▶ Text excerpt:
|---|

Northwest Arkansas Democrat-Gazette

Doctor defections a test for Cuba-U.S. thaw

- VICTORIA BURNETT AND FRANCES ROBLES

As he came of age in Cuba, Jose Angel Sanchez enrolled in medical school for the usual reasons: to help the sick and to make a better living than most in his destitute eastern town. But he had another motive, too.

“It was also a way out of Cuba,” said Sanchez, 29, who moved to the United States in September, four years after he graduated as a general practition­er.

Sanchez’s escape route was set up by the U.S. government, under a 2006 program that offers U.S. residency to Cuban medical workers posted overseas. It is a door through which thousands of Cuban health workers have emigrated — and one that President Raul Castro is determined to close.

One year after Cuba and the United States announced their thaw, policies such as this one, which hail from a more hostile era, show that diplomacy after five decades of tensions will not be as easy as the raising of embassy flags. The number of Cuban medical profession­als who defected for residency in the United States reached a record this year, putting a crimp in the newly restored relations.

The Department of Homeland Security fast-tracks residency for Cuban medical profession­als who defect, but it has been slowed by the swell of applicatio­ns, accusation­s of fraud and delays that left hundreds of people such as Sanchez stranded in Colombia for months this year.

Cuba denounced the program in recent weeks as the two nations met to discuss U.S. immigratio­n rules that give Cubans special opportunit­ies to enter the United States and become residents.

With so many Cubans worried that the coveted status will melt away now that diplomatic relations have been establishe­d with Havana, there has been a wave of people from all profession­s leaving the island over the past year.

That has created a migration crisis, the Castro government contends, stranding thousands of Cuban migrants in Central America as they try to make their way over land to the United States.

Robert Muse, a Washington-based lawyer who specialize­s in U.S.-Cuban law, called the medical workers program an “exploding cigar left over by the Bush administra­tion” that President Barack Obama should eliminate.

|---|

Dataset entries
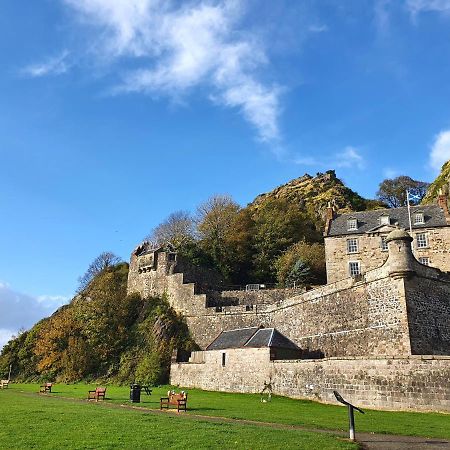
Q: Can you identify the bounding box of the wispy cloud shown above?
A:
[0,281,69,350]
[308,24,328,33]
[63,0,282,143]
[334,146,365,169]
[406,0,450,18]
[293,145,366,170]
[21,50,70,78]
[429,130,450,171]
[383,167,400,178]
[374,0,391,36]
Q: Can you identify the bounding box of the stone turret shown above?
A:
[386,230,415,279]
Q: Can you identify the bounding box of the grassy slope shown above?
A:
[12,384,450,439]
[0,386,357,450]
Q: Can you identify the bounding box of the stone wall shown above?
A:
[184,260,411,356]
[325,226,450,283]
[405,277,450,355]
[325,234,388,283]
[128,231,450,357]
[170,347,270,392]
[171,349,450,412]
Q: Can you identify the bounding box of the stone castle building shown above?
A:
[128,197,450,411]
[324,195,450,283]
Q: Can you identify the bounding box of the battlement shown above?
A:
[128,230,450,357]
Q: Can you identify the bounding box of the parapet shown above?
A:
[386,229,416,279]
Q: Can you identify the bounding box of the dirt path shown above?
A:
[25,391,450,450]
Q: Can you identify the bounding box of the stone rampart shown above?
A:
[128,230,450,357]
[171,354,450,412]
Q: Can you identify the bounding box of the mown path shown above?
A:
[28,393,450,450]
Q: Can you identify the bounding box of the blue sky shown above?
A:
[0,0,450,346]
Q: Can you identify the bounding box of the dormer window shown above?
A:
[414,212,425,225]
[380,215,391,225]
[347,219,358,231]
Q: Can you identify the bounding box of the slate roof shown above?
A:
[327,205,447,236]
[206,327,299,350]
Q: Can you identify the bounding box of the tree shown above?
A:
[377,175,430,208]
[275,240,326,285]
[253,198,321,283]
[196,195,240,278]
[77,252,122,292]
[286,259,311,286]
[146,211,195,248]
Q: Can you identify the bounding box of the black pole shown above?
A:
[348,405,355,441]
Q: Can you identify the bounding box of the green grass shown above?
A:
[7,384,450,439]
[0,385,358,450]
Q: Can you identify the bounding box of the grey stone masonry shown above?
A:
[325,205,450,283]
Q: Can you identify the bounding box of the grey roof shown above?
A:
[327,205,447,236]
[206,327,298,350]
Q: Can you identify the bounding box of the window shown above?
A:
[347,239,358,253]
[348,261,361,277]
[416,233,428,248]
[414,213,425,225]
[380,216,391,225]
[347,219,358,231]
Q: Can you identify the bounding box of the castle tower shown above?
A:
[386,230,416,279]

|---|

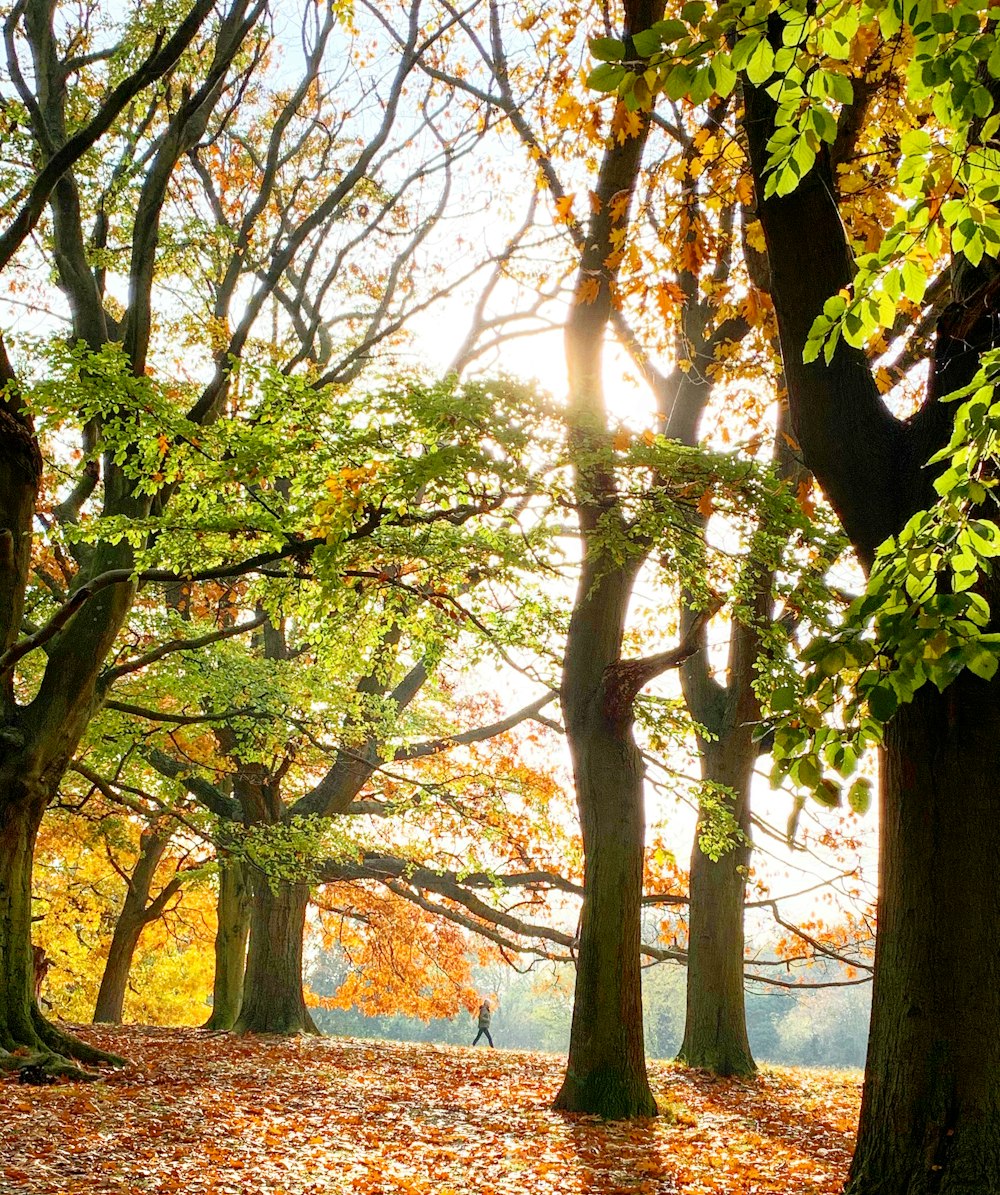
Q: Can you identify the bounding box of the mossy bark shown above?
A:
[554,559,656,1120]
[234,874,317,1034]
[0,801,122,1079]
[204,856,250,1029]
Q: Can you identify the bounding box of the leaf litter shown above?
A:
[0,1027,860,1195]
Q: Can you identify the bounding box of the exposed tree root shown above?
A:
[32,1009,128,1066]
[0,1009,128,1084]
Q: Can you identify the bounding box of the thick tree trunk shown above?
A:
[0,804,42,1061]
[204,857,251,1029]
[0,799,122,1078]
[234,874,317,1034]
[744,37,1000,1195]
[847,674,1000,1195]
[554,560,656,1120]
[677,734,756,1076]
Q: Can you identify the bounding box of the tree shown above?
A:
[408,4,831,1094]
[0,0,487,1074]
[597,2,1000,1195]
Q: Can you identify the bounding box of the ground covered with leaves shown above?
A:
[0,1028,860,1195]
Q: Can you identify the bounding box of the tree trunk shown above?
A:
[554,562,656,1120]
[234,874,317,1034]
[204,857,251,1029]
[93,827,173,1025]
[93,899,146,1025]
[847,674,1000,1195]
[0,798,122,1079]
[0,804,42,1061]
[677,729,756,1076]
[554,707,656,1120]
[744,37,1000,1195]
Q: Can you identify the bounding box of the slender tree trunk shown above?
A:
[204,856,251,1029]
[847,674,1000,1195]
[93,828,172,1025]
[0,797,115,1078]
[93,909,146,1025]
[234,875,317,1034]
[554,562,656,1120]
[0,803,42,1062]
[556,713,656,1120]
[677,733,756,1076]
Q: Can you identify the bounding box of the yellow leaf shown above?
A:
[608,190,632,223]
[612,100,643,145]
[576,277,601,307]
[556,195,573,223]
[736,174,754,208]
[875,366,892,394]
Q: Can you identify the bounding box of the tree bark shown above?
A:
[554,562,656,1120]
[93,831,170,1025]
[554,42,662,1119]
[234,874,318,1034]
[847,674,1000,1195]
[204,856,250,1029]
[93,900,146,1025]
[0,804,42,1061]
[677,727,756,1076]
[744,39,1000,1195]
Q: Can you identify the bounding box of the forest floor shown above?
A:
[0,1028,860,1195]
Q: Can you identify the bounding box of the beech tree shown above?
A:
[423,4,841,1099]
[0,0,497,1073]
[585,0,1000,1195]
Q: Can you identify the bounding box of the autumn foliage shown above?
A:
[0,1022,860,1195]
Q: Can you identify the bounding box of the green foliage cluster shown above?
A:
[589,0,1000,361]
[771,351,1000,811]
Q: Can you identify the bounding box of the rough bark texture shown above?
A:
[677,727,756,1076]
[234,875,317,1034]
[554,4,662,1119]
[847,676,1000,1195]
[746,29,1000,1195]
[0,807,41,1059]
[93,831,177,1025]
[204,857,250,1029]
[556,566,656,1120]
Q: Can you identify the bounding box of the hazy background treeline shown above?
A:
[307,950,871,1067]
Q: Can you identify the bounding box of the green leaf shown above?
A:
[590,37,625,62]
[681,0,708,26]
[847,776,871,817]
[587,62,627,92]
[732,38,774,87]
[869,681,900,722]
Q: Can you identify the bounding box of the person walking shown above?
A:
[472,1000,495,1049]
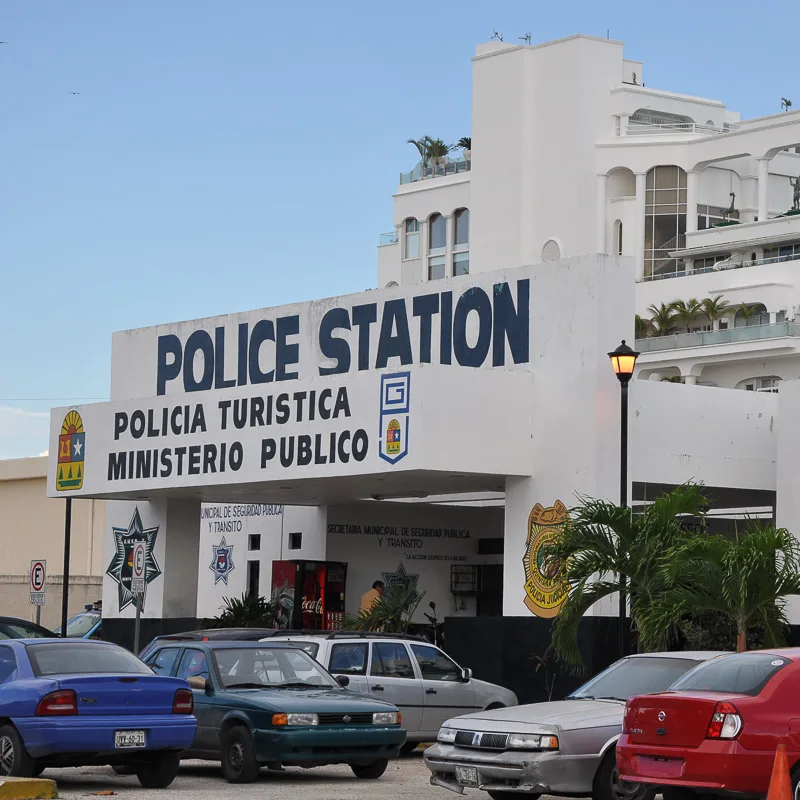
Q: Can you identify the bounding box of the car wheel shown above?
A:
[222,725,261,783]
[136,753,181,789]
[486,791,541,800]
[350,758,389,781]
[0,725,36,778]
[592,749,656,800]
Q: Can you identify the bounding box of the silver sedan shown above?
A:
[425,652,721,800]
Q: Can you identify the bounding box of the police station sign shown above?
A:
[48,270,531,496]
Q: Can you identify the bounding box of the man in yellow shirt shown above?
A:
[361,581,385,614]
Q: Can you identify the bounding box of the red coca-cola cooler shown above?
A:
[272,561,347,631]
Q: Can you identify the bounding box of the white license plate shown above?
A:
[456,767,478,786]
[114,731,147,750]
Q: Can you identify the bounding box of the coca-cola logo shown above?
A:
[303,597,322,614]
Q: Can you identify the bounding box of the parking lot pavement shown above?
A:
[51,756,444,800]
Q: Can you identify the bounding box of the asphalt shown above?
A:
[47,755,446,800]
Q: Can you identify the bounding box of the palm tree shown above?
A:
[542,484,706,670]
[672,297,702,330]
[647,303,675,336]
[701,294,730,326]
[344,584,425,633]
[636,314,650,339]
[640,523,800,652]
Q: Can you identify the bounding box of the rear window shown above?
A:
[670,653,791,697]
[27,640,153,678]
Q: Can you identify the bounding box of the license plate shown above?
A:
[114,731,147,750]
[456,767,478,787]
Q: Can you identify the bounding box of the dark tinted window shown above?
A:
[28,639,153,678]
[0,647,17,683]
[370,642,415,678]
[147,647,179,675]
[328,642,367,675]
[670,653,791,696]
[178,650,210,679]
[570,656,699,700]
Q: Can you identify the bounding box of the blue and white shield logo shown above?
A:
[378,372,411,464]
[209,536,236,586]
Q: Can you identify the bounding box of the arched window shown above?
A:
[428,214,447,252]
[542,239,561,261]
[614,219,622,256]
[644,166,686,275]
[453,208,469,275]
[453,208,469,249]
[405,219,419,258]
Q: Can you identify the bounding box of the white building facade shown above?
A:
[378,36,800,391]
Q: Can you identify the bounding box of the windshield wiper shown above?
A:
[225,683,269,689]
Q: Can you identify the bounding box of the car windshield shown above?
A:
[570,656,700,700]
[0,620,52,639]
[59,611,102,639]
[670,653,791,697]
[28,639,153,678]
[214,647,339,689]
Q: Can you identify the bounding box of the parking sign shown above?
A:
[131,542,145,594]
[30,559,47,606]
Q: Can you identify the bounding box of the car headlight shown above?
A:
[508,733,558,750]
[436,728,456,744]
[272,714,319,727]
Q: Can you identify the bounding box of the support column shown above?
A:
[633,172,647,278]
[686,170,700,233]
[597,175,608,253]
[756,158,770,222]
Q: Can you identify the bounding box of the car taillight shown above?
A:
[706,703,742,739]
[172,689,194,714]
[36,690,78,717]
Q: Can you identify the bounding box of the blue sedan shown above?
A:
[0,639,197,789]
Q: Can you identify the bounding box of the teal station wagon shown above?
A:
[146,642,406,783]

|---|

▶ Work task 1: According to the article on Cuban doctor defections, in what year was the U.S. program offering residency to Cuban medical workers posted overseas created?
▶ Work task 2: Say whether each statement agrees with the article on Cuban doctor defections, giving yes or no and quoting the deciding words: (a) Sanchez moved to the United States in September. (b) Robert Muse is a lawyer based in Miami. (c) Sanchez moved to the United States two years after graduating.
The material comes from a separate source.

▶ Task response 1: The program was created in 2006.

▶ Task response 2:
(a) Yes: "who moved to the United States in September"
(b) No: "a Washington-based lawyer"
(c) No: "four years after he graduated"